[Task prompt] Extend the news report on Tahoe Resources' quarterly results for Lake Shore Gold in Timmins, starting after its final sentence.

TIMMINS – Tahoe Resources Inc., the parent company for Lake Shore Gold in Timmins, is financially doing better than expected. The company this week reported its second quarter and six-month year-to-date financial results.
There are record levels for silver and gold production along with record levels of cash flow and revenue. Part of that reporting also revealed that second-quarter production volumes for Lake Shore Gold (LSG) were below last year’s numbers, because of some “minor operational issues.”
Regardless, the company said Timmins is still destined to play a significant role in the future. Already, the $80-million shaft expansion project is underway at LSG’s Bell Creek Mine and new jobs are being created. Lake Shore was acquired by Tahoe in April.
The company revealed that in the second quarter this year LSG in Timmins processed 300,115 tonnes of ore at an average grade of 4.18 grams per tonne (GPT). This resulted in producing 39,167 ounces of gold.

[Provided records]
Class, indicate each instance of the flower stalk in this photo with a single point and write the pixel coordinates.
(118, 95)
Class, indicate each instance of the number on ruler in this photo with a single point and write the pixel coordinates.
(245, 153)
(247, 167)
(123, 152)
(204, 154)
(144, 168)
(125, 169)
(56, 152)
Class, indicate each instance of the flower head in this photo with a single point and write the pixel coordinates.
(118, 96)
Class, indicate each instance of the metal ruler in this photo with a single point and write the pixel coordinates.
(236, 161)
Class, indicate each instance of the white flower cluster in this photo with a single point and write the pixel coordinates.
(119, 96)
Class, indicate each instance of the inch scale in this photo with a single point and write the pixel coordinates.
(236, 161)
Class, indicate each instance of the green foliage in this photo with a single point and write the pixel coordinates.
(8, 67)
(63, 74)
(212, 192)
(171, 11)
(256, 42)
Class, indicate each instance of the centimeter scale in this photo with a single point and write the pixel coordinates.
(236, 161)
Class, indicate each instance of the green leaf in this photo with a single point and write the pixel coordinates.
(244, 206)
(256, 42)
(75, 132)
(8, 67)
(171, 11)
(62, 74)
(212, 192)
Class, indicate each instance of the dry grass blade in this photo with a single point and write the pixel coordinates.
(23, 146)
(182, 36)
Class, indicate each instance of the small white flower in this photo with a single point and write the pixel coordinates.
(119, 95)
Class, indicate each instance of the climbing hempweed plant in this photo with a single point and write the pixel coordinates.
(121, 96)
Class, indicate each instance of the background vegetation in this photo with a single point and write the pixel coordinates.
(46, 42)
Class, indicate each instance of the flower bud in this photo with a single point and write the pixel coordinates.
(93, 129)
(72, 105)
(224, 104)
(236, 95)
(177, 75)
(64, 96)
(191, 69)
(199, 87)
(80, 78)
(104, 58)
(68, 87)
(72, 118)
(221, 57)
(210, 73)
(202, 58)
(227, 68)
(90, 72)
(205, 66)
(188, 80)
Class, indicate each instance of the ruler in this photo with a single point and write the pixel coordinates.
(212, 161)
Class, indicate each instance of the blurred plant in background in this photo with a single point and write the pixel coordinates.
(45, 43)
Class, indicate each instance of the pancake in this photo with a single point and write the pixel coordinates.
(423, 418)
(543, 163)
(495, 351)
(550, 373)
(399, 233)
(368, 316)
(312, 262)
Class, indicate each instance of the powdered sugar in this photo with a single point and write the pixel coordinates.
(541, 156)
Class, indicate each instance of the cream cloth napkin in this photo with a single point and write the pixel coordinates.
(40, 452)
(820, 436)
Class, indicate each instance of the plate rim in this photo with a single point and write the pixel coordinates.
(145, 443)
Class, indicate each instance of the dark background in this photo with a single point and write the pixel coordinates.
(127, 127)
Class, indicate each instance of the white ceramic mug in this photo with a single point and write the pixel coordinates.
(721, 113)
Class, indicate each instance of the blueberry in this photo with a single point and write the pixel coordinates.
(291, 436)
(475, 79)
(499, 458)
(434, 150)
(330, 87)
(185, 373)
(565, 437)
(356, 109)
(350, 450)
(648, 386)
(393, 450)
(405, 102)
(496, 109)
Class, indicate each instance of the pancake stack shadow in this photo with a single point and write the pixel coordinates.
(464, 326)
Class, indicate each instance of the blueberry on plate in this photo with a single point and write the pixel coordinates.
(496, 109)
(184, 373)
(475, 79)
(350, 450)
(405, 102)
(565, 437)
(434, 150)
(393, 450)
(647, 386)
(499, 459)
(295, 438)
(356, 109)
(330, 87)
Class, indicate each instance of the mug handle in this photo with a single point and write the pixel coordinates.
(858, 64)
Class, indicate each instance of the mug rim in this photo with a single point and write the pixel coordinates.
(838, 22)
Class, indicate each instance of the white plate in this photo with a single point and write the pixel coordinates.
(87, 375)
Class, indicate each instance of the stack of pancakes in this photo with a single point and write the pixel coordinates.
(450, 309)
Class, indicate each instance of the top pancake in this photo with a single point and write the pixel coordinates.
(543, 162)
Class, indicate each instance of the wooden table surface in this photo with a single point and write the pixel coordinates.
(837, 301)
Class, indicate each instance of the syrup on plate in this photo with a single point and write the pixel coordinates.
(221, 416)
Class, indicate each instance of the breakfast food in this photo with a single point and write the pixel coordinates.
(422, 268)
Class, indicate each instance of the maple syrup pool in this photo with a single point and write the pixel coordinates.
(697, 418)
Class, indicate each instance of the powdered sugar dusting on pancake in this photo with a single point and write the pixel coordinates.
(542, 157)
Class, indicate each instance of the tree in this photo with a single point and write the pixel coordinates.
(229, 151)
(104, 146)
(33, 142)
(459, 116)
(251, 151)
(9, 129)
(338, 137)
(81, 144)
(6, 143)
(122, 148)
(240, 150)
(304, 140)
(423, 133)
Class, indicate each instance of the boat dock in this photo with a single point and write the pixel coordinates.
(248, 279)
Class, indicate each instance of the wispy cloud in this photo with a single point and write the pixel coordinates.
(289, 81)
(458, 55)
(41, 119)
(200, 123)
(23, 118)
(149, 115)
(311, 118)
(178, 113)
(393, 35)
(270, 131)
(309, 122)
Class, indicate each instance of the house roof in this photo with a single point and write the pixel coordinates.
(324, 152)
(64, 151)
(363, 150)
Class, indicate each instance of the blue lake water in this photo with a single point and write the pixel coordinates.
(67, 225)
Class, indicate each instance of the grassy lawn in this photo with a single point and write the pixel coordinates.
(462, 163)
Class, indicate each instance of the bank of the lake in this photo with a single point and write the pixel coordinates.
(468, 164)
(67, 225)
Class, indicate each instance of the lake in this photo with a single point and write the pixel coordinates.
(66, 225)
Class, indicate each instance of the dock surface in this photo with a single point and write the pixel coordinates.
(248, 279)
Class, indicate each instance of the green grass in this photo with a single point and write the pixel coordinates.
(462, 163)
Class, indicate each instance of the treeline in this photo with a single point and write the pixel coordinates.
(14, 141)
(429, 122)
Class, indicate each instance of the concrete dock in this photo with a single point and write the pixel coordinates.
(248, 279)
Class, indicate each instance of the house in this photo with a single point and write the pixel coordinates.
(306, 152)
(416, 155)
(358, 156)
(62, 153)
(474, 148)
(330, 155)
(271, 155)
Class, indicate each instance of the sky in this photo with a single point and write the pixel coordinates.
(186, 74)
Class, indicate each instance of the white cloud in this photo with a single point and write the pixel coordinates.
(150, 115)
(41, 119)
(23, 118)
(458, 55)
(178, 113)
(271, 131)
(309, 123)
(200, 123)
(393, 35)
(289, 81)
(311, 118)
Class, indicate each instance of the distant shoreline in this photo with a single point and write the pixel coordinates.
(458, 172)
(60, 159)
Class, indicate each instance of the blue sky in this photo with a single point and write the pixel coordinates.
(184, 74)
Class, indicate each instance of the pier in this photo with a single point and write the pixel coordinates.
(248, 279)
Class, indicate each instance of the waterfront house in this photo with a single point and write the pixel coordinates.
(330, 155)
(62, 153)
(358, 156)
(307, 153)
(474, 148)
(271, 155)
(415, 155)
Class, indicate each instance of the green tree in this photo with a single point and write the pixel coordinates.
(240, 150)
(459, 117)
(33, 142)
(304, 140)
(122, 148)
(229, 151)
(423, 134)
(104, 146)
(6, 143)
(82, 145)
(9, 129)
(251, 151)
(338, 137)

[Solved exercise]
For the same period last year, Lake Shore processed 327,100 tonnes at 4.2 gpt resulting in 42,600 ounces of gold being poured.
The Q2 report was the main item of discussion for a public conference call held Wednesday morning with company executives and financial analysts. The Daily Press was invited to listen in.
J.P. Morgan financial analyst Mandeep Singh asked Tahoe president Ron Clayton if he believes that the drop in gold production in Timmins will recover before the end of the year.